* Input material:
.....

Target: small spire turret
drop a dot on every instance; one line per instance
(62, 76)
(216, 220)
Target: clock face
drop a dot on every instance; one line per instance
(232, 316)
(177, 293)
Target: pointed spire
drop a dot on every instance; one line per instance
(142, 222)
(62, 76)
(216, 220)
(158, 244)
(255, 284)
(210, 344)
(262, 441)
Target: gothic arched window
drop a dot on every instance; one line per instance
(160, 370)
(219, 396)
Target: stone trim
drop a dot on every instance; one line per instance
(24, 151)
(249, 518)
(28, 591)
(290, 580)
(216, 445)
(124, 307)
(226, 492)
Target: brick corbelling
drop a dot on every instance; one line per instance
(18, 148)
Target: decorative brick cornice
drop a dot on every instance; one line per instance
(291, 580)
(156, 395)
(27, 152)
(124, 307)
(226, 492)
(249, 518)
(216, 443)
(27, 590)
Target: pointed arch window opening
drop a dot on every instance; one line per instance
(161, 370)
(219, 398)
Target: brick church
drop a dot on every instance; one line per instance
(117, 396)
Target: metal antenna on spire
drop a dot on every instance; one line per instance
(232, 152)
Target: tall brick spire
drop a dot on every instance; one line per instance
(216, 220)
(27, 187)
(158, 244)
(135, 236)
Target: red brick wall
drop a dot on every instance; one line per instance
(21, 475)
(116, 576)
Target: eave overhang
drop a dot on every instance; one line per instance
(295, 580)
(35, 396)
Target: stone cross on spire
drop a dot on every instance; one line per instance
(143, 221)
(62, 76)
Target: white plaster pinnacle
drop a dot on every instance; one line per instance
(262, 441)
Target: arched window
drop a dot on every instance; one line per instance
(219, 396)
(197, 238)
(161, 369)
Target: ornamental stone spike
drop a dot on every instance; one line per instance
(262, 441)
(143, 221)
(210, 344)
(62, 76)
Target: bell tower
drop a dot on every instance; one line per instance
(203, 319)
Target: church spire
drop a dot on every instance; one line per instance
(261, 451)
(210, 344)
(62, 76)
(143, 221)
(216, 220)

.....

* To be done: Copy the rows from the line containing "Target: white plaster pinnacle" through the end of the rows, swapping "drop a dot" for "place a point" wherever it appears and keeping everything else unchanged.

* Solved exercise:
Target: white plaster pinnacle
place a point on every instance; one line per instance
(262, 441)
Target: arched window
place a point on every instance; one line per instance
(219, 396)
(197, 238)
(161, 369)
Target: ornamental stone spike
place a point on every instance; one line per instance
(262, 441)
(143, 221)
(210, 344)
(62, 76)
Target: bell tower
place a point on every instance; one line per instance
(203, 319)
Target: church spire
place a point on every instance; one line per instance
(261, 451)
(210, 344)
(62, 76)
(143, 221)
(216, 220)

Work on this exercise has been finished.